--- START OF GIVEN DATA ---

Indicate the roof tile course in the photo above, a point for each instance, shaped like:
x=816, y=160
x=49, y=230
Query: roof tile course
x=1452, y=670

--- END OF GIVEN DATA ---

WHAT THE EXERCISE ASKS:
Convert the data above into a numbered list with one line per item, leaving out any blank lines.

OUTPUT OF THE EXERCISE:
1. Indicate the roof tile course in the photo above, a point for each instance, shaped like:
2. x=816, y=160
3. x=49, y=230
4. Query: roof tile course
5. x=1452, y=670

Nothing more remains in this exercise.